Consigne 1: Extrayez du texte fourni le passage situé entre « Il y a une double » et « le parler (§ 164). », ces deux bornes comprises.
Consigne 2: Poursuivez le texte sur les deux séries de formes suffixales à la suite de sa dernière phrase.

Texte fourni:
+++

Il y a une double série de formes: formes en ‑tə, ‑tʹə (‑ta, ‑te) ; formes en ‑hə (‑tha, ‑the), ou ‑ə avec assourdissement de la consonne précédente, ou en ‑əhə, avec ou sans assourdissement de la consonne précédente ; le choix entre l’une et l’autre série est déterminé en principe par la nature du phonème terminant le radical, mais il y a des flottements dans l’usage, où deux tendances se font jour. D’une part, tendance à étendre les formes en ‑t- au détriment des formes en ‑h‑, moins claires. D’autre part, à l’intérieur de la série en ‑h‑, tendance à étendre le suffixe ‑əhə, et à le combiner avec l’assourdissement de la consonne finale du radical. Le suffixe ‑əhə apparaissant normalement dans la flexion longue, il y a lieu de rapprocher de ce fait l’extension prise par cette flexion dans le parler (§ 164).

+++

Lignes du jeu de données:
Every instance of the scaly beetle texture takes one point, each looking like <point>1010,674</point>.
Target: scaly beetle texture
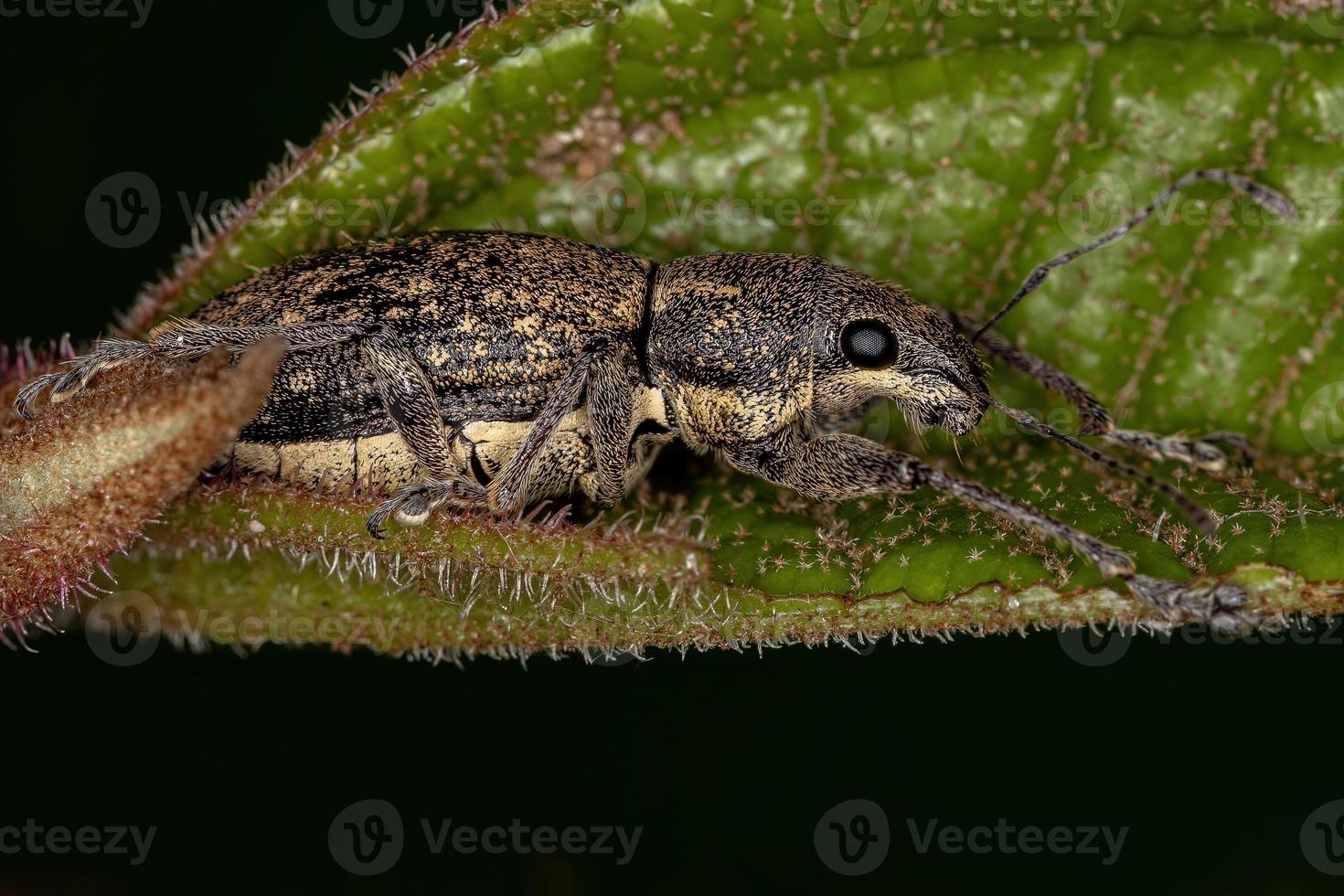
<point>489,369</point>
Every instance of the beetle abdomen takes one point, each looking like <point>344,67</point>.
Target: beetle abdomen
<point>494,318</point>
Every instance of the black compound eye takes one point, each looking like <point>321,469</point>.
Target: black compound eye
<point>869,344</point>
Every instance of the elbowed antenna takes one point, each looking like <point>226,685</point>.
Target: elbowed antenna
<point>1270,199</point>
<point>1198,515</point>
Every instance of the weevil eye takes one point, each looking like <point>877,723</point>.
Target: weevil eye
<point>869,344</point>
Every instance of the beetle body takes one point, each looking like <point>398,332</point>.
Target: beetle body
<point>488,369</point>
<point>495,321</point>
<point>718,349</point>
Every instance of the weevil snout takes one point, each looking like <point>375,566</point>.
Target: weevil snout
<point>946,400</point>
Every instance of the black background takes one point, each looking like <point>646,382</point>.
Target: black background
<point>1211,753</point>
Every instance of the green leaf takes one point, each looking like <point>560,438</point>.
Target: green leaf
<point>944,146</point>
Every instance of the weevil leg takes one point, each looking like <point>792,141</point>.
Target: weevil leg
<point>611,406</point>
<point>508,489</point>
<point>1093,417</point>
<point>839,466</point>
<point>177,340</point>
<point>1266,197</point>
<point>414,411</point>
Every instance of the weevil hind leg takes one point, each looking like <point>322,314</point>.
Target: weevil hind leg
<point>106,354</point>
<point>1094,420</point>
<point>839,466</point>
<point>175,340</point>
<point>414,504</point>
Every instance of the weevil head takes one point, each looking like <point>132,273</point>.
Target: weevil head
<point>871,340</point>
<point>748,343</point>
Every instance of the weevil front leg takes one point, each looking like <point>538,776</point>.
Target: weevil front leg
<point>1093,417</point>
<point>840,466</point>
<point>413,409</point>
<point>177,340</point>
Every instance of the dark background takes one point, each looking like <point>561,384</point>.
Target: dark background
<point>1211,753</point>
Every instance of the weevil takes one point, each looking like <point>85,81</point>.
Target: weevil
<point>489,368</point>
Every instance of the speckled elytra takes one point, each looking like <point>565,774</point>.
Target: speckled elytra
<point>489,368</point>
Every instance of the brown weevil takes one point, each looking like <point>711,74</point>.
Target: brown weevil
<point>491,368</point>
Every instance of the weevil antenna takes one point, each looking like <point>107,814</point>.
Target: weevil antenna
<point>1270,199</point>
<point>1198,515</point>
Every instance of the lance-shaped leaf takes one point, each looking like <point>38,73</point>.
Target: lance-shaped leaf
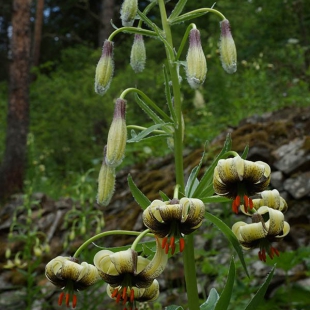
<point>229,235</point>
<point>225,297</point>
<point>210,303</point>
<point>259,296</point>
<point>144,133</point>
<point>177,9</point>
<point>206,181</point>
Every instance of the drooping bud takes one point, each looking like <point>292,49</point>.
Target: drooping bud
<point>128,12</point>
<point>117,136</point>
<point>227,48</point>
<point>105,69</point>
<point>106,183</point>
<point>196,61</point>
<point>138,54</point>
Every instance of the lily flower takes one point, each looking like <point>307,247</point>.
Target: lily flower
<point>173,219</point>
<point>196,63</point>
<point>237,179</point>
<point>271,199</point>
<point>227,48</point>
<point>104,69</point>
<point>131,277</point>
<point>268,226</point>
<point>66,273</point>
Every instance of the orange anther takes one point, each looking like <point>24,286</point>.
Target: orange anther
<point>60,298</point>
<point>181,244</point>
<point>74,301</point>
<point>132,295</point>
<point>115,292</point>
<point>164,242</point>
<point>67,299</point>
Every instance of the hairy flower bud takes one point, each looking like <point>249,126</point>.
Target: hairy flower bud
<point>105,69</point>
<point>128,12</point>
<point>227,48</point>
<point>117,136</point>
<point>196,61</point>
<point>138,54</point>
<point>106,183</point>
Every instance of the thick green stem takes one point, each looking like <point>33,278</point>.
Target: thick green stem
<point>188,257</point>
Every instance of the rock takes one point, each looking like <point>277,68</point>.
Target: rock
<point>298,187</point>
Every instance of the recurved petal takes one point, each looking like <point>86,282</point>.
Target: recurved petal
<point>252,232</point>
<point>53,270</point>
<point>276,220</point>
<point>155,267</point>
<point>230,170</point>
<point>171,212</point>
<point>70,270</point>
<point>125,261</point>
<point>103,262</point>
<point>286,230</point>
<point>219,186</point>
<point>88,275</point>
<point>148,294</point>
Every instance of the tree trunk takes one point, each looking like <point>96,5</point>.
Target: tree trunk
<point>106,14</point>
<point>13,165</point>
<point>37,33</point>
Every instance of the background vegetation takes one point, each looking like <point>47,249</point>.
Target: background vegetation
<point>69,122</point>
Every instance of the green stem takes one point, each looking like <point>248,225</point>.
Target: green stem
<point>143,128</point>
<point>132,30</point>
<point>188,254</point>
<point>184,40</point>
<point>142,234</point>
<point>105,234</point>
<point>148,100</point>
<point>191,15</point>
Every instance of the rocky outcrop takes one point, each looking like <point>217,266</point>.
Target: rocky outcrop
<point>282,139</point>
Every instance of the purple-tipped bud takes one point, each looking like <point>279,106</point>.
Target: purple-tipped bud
<point>117,136</point>
<point>227,48</point>
<point>138,54</point>
<point>128,12</point>
<point>196,61</point>
<point>105,69</point>
<point>106,183</point>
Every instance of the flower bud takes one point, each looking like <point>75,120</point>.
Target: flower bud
<point>106,183</point>
<point>196,61</point>
<point>105,69</point>
<point>117,136</point>
<point>138,54</point>
<point>128,12</point>
<point>227,48</point>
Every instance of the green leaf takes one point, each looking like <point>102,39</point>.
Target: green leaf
<point>229,235</point>
<point>177,9</point>
<point>185,17</point>
<point>139,197</point>
<point>192,182</point>
<point>259,296</point>
<point>225,297</point>
<point>209,304</point>
<point>138,137</point>
<point>145,107</point>
<point>207,179</point>
<point>209,199</point>
<point>168,96</point>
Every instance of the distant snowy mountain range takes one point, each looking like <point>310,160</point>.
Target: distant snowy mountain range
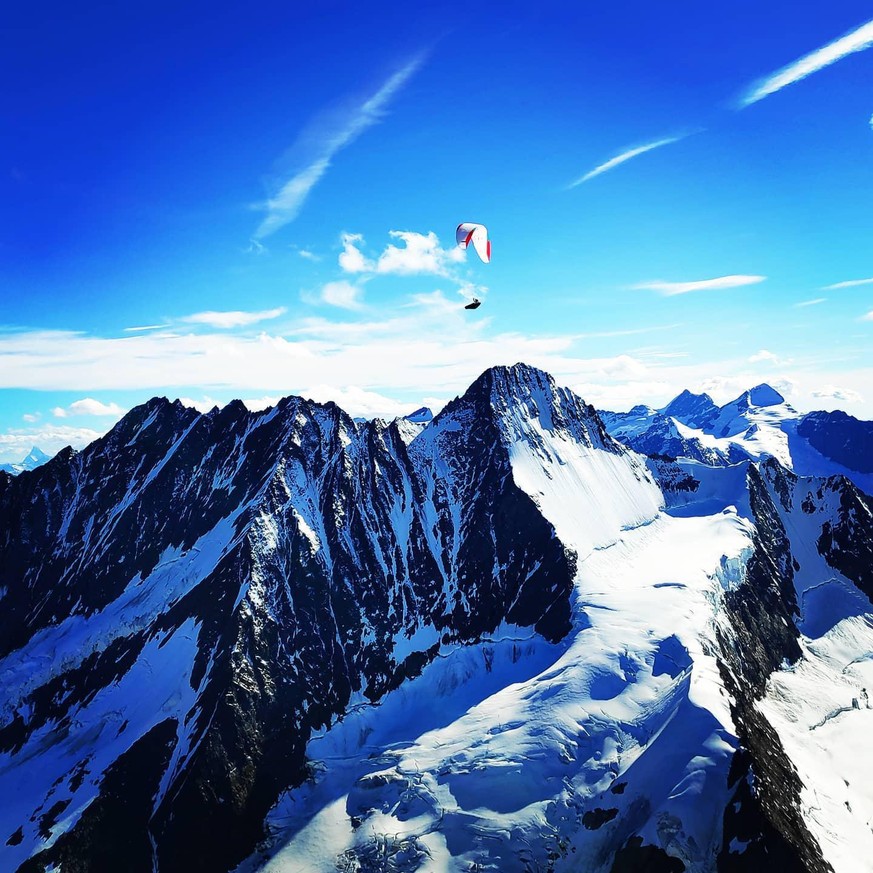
<point>758,424</point>
<point>518,636</point>
<point>34,458</point>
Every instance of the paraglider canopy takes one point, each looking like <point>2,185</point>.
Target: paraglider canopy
<point>477,234</point>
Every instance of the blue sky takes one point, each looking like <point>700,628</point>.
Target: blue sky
<point>672,192</point>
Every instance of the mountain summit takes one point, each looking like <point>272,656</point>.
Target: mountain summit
<point>286,640</point>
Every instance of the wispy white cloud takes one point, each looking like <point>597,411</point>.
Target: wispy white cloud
<point>352,259</point>
<point>855,41</point>
<point>852,283</point>
<point>419,254</point>
<point>670,289</point>
<point>88,406</point>
<point>51,438</point>
<point>232,318</point>
<point>322,140</point>
<point>623,157</point>
<point>342,294</point>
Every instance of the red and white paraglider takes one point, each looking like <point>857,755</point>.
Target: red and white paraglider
<point>476,235</point>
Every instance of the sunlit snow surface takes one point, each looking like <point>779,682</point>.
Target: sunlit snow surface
<point>497,752</point>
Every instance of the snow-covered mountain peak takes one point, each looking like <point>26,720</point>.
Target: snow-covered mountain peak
<point>691,409</point>
<point>526,403</point>
<point>34,458</point>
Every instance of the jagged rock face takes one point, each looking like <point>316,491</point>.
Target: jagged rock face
<point>840,437</point>
<point>304,559</point>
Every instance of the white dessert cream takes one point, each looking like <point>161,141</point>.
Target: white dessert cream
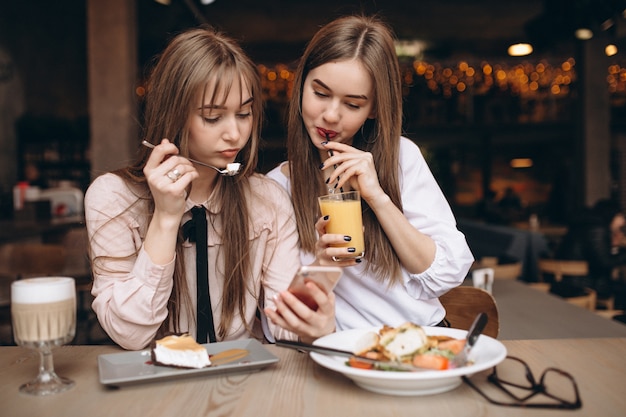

+++

Réponse attendue 1:
Il y a une double série de formes: formes en ‑tə, ‑tʹə (‑ta, ‑te) ; formes en ‑hə (‑tha, ‑the), ou ‑ə avec assourdissement de la consonne précédente, ou en ‑əhə, avec ou sans assourdissement de la consonne précédente ; le choix entre l’une et l’autre série est déterminé en principe par la nature du phonème terminant le radical, mais il y a des flottements dans l’usage, où deux tendances se font jour. D’une part, tendance à étendre les formes en ‑t- au détriment des formes en ‑h‑, moins claires. D’autre part, à l’intérieur de la série en ‑h‑, tendance à étendre le suffixe ‑əhə, et à le combiner avec l’assourdissement de la consonne finale du radical. Le suffixe ‑əhə apparaissant normalement dans la flexion longue, il y a lieu de rapprocher de ce fait l’extension prise par cette flexion dans le parler (§ 164).

Réponse attendue 2:
A. ‑tə, ‑tʹe se rencontre après voyelle et h, après les dentales n, nʹ, l, lʹ, s, ʃ, d, dʹ, après χ, et aussi après m, mʹ (mais voir § 72) : kru:tʹə (crúidhte) « trait », de kru:mʹ (crúdhaim) « je trais » ; iətə (iadhta) « fermé », de iemʹ (iadhaim) ; kʹelʹtʹə (ceilte) « caché », de kʹelʹəmʹ (ceilim) ; kαtʹə (caithte) « usé » de kαhəmʹ (caithim) ; ʃe:tʹə (séidte) « soufflé », de ʃe:dʹəmʹ (séidim); lʹe:mʹtʹə (léimte) « sauté » de lʹe:mʹəmʹ (léimim).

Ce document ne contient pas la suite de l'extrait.